* TEXTE À LIRE
L’enjeu industriel mondial
Il est difficile de proposer une définition et, partant, une classification complète des métaux dits stratégiques. Ceux-ci sont un ensemble – entre 25 et 40 selon que l’on regarde de manière stricte ou large – d’éléments chimiques aux propriétés particulières utilisés dans les industries de pointe. Rarement employés seuls – sauf quelques-uns comme le nickel, le titane ou le cuivre –, ils entrent dans la composition d’alliages auxquels ils donnent des propriétés particulières (résistance à la torsion, à la chaleur, à la corrosion, faible coefficient de déformation, etc.). Ces métaux stratégiques sont en outre relativement concentrés géographiquement, entre une dizaine et un ou deux territoires selon les cas, donnant aux pays possédant ces ressources – et aux entreprises les exploitant – un fort contrôle sur les chaînes de valeur industrielles mondiales (1). Leur emploi en faibles quantités les rend complexes à recycler et, souvent, à substituer tant leurs propriétés sont particulières, comme dans le cas des aimants permanents au néodyme. Chacun de ces métaux a pratiquement sa propre géoéconomie, tant les usages et les ressources sont différents.

* Lignes du jeu de données sur la position des objets
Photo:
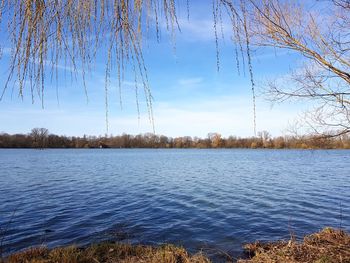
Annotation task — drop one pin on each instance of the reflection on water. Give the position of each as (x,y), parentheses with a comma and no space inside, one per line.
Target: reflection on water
(211,199)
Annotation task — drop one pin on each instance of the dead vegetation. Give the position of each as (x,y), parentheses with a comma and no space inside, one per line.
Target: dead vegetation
(107,253)
(326,246)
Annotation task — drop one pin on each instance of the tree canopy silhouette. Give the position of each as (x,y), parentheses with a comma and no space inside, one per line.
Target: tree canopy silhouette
(47,34)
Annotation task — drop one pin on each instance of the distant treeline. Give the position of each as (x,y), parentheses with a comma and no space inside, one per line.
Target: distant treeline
(40,138)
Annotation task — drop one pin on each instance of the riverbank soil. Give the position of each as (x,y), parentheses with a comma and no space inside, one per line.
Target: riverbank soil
(326,246)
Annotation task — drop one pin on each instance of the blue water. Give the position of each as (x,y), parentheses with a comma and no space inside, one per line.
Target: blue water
(202,199)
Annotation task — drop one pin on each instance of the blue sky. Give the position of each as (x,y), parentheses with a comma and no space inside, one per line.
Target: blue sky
(190,96)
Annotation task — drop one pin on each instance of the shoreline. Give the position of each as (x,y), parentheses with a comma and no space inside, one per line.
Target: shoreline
(327,246)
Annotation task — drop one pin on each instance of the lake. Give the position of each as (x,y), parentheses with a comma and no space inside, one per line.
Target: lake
(202,199)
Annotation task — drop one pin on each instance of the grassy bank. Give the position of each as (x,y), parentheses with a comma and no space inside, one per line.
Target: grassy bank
(327,246)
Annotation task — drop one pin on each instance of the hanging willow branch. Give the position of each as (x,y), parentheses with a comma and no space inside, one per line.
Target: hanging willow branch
(68,34)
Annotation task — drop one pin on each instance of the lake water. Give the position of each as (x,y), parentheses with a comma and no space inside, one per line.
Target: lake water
(202,199)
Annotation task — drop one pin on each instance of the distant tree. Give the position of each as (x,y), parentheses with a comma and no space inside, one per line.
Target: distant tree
(40,137)
(44,34)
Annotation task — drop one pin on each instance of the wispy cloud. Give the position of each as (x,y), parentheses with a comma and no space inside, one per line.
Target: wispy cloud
(190,81)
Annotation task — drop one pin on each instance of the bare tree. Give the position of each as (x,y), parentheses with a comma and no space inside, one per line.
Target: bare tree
(47,34)
(321,36)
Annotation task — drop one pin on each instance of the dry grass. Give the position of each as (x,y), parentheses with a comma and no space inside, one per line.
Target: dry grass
(326,246)
(107,253)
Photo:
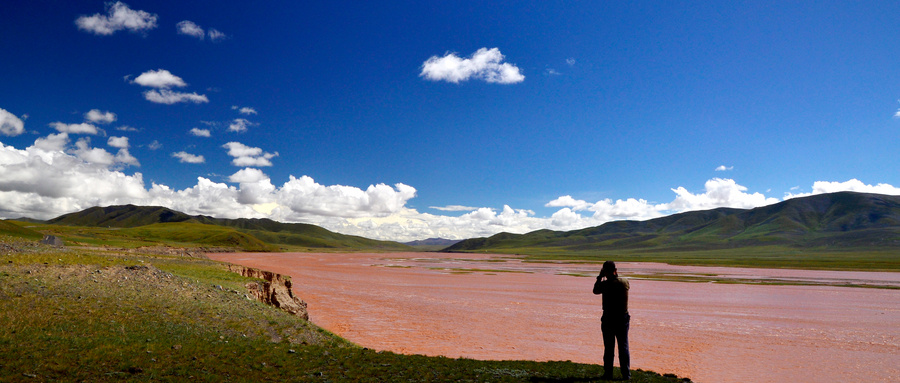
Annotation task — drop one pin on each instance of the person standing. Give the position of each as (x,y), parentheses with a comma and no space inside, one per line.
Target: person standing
(615,319)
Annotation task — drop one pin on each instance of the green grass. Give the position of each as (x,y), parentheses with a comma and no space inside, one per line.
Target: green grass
(91,315)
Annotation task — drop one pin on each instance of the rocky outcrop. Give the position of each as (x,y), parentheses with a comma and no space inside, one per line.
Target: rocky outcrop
(275,290)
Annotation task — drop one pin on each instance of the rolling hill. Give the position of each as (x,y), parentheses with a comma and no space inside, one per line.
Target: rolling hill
(159,223)
(844,220)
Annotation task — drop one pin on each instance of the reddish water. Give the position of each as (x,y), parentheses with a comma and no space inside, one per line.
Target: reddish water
(427,303)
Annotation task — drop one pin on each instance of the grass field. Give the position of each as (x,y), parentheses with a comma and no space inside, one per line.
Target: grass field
(92,315)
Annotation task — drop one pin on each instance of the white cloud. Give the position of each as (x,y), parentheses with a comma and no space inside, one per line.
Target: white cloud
(185,157)
(215,35)
(240,125)
(453,208)
(168,97)
(119,16)
(125,158)
(189,28)
(854,185)
(485,64)
(201,132)
(246,156)
(98,117)
(83,128)
(10,125)
(118,142)
(719,192)
(159,78)
(50,178)
(244,110)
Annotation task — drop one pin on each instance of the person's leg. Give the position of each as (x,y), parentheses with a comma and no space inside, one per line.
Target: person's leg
(609,348)
(624,353)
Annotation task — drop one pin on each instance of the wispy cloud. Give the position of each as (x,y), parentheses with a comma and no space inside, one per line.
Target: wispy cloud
(248,156)
(83,128)
(485,64)
(215,35)
(201,132)
(118,17)
(168,97)
(453,208)
(159,78)
(185,157)
(118,142)
(190,28)
(98,117)
(240,125)
(246,110)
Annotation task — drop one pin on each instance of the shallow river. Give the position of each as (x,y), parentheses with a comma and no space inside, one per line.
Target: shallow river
(496,307)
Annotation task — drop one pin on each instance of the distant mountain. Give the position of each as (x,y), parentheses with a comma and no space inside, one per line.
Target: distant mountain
(433,242)
(845,219)
(265,230)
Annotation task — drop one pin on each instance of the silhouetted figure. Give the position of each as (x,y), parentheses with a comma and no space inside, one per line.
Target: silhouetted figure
(615,319)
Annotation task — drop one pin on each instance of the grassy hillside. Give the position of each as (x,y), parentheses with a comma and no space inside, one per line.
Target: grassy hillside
(275,235)
(72,315)
(15,229)
(839,230)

* CONSIGNES
• A. Reformulez sous forme de liste le paragraphe du texte sur les métaux stratégiques qui commence par « Il est difficile de proposer », en conservant ses faits essentiels.
• B. Donnez la suite du texte sur les métaux stratégiques à partir de sa dernière phrase.
Ces enregistrements ne servent à aucune des tâches.

* RÉPONSES PAR TÂCHE
• A.
- Il est difficile d'établir une définition et une classification complètes des métaux stratégiques.
- Ils forment un ensemble de 25 à 40 éléments chimiques, selon une acception stricte ou large. Ces éléments ont des propriétés particulières et sont utilisés dans les industries de pointe.
- Ils sont rarement employés seuls, sauf quelques-uns comme le nickel, le titane ou le cuivre. Ils entrent dans des alliages auxquels ils confèrent des propriétés particulières : résistance à la torsion, à la chaleur et à la corrosion, faible coefficient de déformation, etc.
- Leur concentration géographique est forte, d'une dizaine de territoires à un ou deux selon les cas. Les pays qui détiennent ces ressources et les entreprises qui les exploitent contrôlent donc fortement les chaînes de valeur industrielles mondiales.
- Comme ils sont employés en faibles quantités, leur recyclage est complexe. Leur substitution est souvent difficile, par exemple dans les aimants permanents au néodyme.
- Chaque métal a pratiquement sa propre géoéconomie, car les usages et les ressources diffèrent fortement.

• B.
Il faut également rappeler ici que la plupart des métaux stratégiques ne fonctionnent pas selon le principe du marché unique avec cotation ouverte comme dans le cas du pétrole. Au sein des métaux stratégiques, seuls le nickel, le cuivre, le cobalt, le molybdène, le platine et le palladium sont couverts par le London Metal Exchange. C’est donc majoritairement en marché de gré à gré que s’effectuent les échanges, ce qui renforce mécaniquement le pouvoir de négociation des producteurs, au sein desquels la Chine se révèle le nouvel acteur majeur.
Au-delà des terres rares
Les ressources minières non-énergétiques de la Chine sont le plus souvent déformées par l’effet de halo médiatique induit par les terres rares. Cet ensemble de 17 métaux qui ne sont pas réellement rares, a été au coeur de l’actualité internationale en 2010 lorsque la Chine, en rétorsion des tensions avec le Japon autour des îles Senkaku/ Diaoyu, a décidé de suspendre ses livraisons vers l’archipel nippon. Le Japon, particulièrement dépendant des terres rares chinoises pour de nombreuses industries, s’est retrouvé – et le monde avec lui, vu la flambée des prix qui s’en est suivie – étranglé économiquement (2).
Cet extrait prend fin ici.